** OBJECTIVE **
Copy the data below word for word, starting with the line that contains "syringe in the photo above." and going on through the last line of the data.

** PROVIDED RECORDS **
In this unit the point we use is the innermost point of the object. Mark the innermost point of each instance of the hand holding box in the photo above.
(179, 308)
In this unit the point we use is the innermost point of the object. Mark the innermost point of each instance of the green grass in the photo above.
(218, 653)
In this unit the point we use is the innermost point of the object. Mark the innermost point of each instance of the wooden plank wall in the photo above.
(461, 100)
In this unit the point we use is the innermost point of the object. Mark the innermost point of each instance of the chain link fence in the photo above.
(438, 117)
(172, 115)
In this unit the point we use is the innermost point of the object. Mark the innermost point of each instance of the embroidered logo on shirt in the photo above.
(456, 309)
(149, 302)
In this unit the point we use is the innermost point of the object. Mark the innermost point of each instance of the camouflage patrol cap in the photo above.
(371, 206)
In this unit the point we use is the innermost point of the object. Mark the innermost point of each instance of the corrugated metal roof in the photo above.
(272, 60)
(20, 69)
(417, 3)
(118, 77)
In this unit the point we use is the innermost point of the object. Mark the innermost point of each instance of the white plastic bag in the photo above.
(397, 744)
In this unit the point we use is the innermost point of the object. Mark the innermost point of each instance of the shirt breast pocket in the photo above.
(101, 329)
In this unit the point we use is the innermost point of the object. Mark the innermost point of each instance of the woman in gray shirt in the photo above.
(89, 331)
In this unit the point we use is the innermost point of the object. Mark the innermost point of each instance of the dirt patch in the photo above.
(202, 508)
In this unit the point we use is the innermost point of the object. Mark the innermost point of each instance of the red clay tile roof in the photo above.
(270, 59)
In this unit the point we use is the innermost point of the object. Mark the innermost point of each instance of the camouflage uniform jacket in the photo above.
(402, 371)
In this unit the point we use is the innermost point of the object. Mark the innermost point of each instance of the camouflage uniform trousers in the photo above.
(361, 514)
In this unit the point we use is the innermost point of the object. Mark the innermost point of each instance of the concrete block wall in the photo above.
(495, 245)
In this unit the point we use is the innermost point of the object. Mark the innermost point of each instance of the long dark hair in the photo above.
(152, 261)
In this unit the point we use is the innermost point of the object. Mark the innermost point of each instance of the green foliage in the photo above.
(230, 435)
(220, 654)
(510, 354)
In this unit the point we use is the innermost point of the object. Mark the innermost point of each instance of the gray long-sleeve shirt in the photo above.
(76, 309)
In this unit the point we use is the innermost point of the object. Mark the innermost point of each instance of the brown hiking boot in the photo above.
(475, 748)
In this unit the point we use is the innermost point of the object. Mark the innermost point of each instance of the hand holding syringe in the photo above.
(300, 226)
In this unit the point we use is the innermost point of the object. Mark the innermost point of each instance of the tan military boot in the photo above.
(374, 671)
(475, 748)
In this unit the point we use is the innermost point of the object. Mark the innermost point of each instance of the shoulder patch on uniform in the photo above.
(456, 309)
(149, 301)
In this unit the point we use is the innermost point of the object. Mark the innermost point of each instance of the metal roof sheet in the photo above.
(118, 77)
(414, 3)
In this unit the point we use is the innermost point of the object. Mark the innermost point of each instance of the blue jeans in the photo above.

** CORRECT RESPONSE **
In this unit the point we use is the innermost point of the object. Mark the innermost point of each instance of the hand holding syringe in the photo above.
(300, 226)
In this unit the point we use is the innermost point of the object. Mark the innermost point of each instance of the tan military boot in the photo above.
(374, 671)
(475, 748)
In this unit the point we use is the innermost point of the object. Mark the innermost point of each instance of the shoulder patch on uniform in the photo above.
(456, 309)
(149, 301)
In this unit the point we use is the innermost point of the object. Mark the innermost point of each instance of the metal roof sheet in the photo above.
(118, 77)
(414, 3)
In this unit the point we use is the innermost point of the object. Mark the innermost point of each instance of the blue jeans in the photo above.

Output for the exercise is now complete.